Records of point placements:
━━━━━━━━

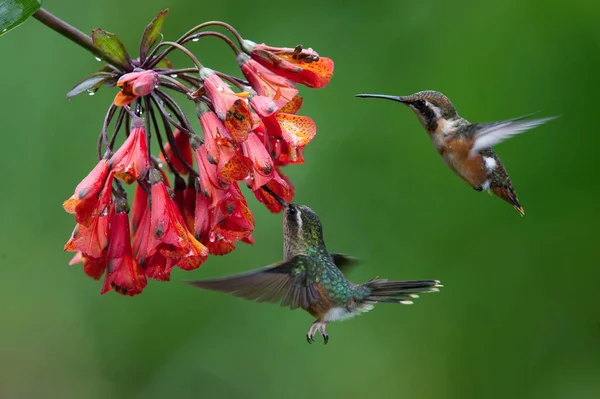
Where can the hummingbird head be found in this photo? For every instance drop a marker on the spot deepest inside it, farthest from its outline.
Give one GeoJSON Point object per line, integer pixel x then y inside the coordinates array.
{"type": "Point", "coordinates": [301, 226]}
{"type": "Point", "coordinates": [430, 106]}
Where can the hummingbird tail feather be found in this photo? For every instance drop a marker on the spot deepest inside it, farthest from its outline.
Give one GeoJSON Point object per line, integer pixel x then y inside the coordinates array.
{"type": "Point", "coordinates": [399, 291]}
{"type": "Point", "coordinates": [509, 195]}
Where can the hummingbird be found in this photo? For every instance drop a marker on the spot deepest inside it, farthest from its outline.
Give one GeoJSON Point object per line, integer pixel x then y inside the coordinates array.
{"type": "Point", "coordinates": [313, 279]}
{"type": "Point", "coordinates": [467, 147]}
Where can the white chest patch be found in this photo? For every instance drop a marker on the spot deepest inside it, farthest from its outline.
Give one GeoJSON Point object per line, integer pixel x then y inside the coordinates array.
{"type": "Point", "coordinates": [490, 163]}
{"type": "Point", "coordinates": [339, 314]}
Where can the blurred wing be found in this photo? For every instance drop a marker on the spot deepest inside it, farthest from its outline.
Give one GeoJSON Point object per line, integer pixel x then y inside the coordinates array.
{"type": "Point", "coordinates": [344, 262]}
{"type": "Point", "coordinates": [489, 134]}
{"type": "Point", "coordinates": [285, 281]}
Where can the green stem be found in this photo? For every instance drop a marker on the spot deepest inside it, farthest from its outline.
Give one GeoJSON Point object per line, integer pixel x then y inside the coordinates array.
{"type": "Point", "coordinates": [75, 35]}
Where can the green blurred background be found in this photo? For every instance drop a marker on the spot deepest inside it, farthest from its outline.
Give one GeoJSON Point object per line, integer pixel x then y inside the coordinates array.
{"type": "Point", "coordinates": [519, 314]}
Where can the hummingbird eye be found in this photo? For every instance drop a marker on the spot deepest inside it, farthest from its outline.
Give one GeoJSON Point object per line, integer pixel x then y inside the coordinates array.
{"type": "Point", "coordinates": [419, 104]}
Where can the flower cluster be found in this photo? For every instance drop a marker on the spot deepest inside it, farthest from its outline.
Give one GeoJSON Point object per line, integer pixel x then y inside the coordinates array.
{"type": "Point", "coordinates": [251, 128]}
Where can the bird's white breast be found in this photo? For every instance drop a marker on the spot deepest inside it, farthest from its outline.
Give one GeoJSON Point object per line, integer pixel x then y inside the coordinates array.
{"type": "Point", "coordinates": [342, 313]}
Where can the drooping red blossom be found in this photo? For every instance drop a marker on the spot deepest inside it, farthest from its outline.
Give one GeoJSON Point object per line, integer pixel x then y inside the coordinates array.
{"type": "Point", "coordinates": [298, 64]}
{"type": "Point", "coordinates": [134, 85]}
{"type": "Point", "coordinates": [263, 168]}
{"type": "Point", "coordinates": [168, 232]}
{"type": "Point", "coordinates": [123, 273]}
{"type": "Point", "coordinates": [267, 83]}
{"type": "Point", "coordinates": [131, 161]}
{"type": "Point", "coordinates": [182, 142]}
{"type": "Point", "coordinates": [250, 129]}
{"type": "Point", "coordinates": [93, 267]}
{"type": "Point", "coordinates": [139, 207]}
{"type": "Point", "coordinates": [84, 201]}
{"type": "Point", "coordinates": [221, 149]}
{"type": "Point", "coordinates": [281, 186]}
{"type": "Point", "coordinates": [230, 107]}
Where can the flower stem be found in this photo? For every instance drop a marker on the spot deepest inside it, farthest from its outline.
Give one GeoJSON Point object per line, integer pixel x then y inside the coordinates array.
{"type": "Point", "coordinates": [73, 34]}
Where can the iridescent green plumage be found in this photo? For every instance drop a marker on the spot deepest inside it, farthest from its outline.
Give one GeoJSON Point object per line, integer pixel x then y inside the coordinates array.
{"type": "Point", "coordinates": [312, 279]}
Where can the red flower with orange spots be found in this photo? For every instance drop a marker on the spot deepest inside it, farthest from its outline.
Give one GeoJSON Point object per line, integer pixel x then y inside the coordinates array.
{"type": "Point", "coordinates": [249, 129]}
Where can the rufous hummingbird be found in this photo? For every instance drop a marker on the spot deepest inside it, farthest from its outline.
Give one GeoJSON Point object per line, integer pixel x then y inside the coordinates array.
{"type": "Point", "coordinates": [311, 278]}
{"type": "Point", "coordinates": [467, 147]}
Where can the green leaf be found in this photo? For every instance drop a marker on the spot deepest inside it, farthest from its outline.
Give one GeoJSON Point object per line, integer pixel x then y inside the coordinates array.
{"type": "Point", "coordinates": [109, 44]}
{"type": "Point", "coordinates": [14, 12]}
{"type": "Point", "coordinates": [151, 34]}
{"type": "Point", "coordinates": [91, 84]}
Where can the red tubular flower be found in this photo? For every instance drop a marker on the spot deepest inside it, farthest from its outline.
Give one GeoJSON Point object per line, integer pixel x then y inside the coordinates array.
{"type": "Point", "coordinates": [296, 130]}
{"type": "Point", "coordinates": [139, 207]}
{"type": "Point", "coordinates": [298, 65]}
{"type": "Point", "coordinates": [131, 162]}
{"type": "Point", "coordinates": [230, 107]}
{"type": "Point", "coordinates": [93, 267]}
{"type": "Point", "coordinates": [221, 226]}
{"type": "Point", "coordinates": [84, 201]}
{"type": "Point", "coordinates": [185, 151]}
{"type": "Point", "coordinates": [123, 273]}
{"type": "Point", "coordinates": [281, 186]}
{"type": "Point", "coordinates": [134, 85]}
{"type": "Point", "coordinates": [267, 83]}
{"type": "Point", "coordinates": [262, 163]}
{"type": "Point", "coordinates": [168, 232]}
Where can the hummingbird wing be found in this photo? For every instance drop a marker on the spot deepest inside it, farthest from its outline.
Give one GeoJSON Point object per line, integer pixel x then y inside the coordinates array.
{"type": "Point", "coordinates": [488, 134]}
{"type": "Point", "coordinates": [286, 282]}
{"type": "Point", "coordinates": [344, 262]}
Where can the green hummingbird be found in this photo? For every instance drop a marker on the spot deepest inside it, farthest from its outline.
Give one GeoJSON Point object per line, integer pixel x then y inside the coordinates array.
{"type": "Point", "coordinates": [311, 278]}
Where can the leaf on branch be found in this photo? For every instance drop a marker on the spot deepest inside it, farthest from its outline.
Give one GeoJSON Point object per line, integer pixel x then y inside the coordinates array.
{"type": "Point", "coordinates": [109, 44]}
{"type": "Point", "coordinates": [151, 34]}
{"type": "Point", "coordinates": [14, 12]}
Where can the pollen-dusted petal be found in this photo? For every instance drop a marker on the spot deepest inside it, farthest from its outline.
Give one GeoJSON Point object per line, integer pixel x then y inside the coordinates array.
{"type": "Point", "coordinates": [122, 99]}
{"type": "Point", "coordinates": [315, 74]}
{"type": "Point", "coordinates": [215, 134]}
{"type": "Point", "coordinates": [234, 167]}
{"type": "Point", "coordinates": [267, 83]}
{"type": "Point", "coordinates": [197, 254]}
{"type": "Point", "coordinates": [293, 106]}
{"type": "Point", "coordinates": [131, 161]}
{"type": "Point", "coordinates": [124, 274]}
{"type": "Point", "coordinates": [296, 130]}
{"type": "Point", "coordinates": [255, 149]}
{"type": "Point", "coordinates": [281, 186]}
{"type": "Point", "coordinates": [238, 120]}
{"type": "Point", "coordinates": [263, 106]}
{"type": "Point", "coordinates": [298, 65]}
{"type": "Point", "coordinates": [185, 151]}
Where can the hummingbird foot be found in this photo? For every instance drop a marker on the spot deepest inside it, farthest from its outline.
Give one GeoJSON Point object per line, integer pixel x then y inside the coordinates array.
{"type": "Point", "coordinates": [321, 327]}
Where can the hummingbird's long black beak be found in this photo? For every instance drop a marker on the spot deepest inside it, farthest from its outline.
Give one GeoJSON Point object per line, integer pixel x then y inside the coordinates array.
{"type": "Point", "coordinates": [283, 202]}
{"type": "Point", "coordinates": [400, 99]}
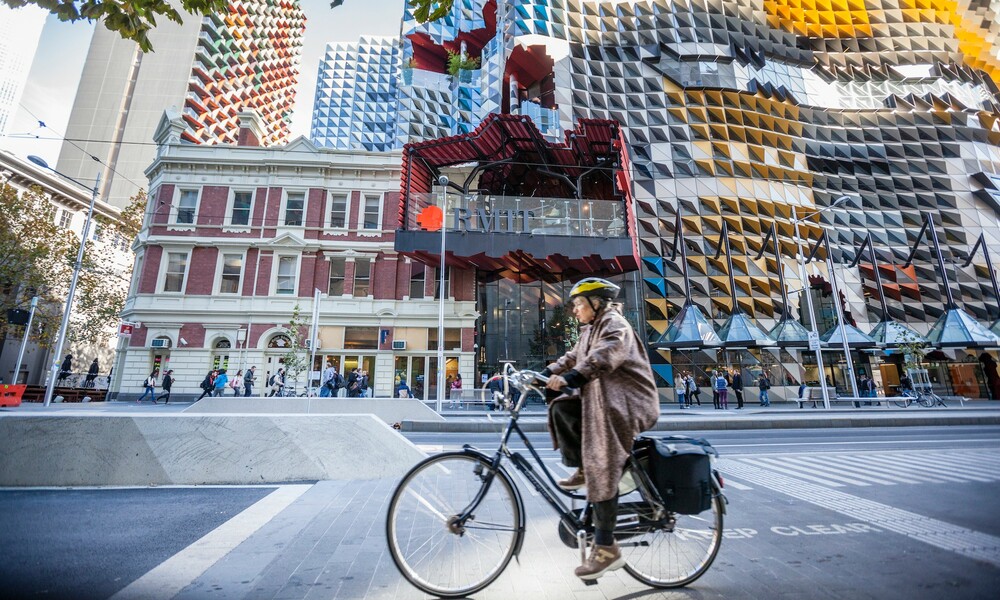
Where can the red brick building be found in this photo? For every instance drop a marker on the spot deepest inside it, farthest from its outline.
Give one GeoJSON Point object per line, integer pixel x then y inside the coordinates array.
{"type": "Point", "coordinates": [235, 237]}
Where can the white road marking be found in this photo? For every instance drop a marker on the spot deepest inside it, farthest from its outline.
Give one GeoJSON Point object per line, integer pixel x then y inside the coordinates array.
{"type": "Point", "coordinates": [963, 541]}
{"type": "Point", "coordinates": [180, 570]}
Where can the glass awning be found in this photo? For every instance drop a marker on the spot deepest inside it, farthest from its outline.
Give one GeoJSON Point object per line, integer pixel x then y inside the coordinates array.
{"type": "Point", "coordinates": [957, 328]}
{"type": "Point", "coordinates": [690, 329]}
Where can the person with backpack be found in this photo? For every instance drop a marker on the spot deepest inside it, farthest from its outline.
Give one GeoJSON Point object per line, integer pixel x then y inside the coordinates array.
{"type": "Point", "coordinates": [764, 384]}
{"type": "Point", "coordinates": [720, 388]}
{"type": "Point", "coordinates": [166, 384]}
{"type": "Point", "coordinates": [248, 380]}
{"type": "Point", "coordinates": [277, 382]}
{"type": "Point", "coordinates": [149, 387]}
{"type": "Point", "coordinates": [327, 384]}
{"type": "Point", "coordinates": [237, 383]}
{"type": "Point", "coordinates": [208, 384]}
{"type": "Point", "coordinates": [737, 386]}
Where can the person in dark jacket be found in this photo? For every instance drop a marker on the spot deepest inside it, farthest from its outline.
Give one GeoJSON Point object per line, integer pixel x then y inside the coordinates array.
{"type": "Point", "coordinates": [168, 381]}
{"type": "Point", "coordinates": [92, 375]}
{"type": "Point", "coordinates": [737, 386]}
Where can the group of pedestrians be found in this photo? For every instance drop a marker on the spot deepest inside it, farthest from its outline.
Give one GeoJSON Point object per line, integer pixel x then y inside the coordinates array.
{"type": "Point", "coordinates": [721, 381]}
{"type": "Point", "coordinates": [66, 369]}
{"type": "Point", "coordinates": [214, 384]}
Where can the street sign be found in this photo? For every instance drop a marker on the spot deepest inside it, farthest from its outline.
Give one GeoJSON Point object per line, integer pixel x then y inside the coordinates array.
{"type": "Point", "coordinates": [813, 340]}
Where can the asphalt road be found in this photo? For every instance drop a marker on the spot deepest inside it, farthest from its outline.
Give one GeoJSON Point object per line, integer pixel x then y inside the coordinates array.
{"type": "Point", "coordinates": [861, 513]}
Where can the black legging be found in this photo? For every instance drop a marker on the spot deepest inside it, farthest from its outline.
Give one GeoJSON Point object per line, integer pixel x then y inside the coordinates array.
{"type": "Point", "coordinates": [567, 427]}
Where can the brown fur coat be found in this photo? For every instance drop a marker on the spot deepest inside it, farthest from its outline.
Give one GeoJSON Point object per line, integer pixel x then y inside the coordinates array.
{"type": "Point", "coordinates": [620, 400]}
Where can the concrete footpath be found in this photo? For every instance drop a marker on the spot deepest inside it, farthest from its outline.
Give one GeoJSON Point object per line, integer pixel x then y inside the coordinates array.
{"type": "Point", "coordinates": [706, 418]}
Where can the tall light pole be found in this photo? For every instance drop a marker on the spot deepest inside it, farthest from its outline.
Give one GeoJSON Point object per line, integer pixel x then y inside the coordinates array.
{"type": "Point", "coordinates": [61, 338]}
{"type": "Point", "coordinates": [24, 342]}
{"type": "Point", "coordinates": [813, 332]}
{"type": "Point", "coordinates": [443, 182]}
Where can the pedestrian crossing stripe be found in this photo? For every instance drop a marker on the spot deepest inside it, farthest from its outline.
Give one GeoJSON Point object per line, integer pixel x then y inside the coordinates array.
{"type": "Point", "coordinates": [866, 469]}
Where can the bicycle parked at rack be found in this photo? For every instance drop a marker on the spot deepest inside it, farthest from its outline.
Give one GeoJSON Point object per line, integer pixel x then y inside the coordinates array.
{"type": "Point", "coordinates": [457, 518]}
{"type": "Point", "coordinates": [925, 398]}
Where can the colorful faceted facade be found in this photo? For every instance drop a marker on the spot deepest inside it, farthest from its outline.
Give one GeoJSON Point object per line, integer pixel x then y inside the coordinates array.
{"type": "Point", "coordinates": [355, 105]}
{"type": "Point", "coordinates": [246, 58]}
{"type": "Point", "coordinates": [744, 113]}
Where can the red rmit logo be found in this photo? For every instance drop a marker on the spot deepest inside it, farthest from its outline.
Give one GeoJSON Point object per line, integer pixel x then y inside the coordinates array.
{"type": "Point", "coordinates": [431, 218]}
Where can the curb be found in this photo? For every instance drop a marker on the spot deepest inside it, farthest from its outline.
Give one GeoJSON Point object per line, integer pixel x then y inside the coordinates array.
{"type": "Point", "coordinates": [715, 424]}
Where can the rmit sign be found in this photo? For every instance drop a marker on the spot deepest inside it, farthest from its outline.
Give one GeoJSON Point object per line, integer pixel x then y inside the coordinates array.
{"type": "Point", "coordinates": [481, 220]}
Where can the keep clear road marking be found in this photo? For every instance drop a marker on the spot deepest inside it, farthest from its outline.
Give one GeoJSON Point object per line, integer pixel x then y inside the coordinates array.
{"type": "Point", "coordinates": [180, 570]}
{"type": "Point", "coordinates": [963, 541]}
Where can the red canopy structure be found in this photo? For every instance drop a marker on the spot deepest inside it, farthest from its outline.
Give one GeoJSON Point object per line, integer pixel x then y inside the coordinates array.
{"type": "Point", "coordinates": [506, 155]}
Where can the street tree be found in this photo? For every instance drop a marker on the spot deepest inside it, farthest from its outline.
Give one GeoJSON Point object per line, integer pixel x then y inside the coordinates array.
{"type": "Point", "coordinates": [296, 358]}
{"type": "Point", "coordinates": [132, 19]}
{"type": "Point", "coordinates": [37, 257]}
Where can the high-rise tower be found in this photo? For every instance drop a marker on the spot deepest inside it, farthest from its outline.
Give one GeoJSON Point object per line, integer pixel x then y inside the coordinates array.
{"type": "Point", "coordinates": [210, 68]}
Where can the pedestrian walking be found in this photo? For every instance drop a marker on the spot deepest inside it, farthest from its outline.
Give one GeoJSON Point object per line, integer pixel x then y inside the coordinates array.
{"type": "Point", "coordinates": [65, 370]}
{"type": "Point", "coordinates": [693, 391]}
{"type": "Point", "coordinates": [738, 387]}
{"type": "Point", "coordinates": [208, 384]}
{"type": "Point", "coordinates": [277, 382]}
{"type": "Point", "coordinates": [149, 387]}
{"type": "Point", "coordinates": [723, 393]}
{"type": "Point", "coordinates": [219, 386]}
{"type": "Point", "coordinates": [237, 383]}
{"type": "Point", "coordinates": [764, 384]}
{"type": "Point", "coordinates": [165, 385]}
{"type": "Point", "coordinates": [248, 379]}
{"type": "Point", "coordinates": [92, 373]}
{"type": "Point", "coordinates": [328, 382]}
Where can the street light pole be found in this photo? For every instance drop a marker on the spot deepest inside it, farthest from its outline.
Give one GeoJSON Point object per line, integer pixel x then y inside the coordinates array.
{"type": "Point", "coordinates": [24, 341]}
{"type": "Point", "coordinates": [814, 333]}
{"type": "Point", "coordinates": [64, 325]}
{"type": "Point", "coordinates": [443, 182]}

━━━━━━━━

**Stated problem:** Copy the records above verbatim, from the line containing "Where can the street light" through the end of the records, both ends included.

**Exercise solution:**
Where can the street light pole be found in this photo? For every instance drop a marker on the spot deepest inside it, farthest from its outline.
Give one GeoJSON Point object per line, integer pixel x then y inside the coordinates array.
{"type": "Point", "coordinates": [24, 341]}
{"type": "Point", "coordinates": [814, 333]}
{"type": "Point", "coordinates": [64, 325]}
{"type": "Point", "coordinates": [443, 182]}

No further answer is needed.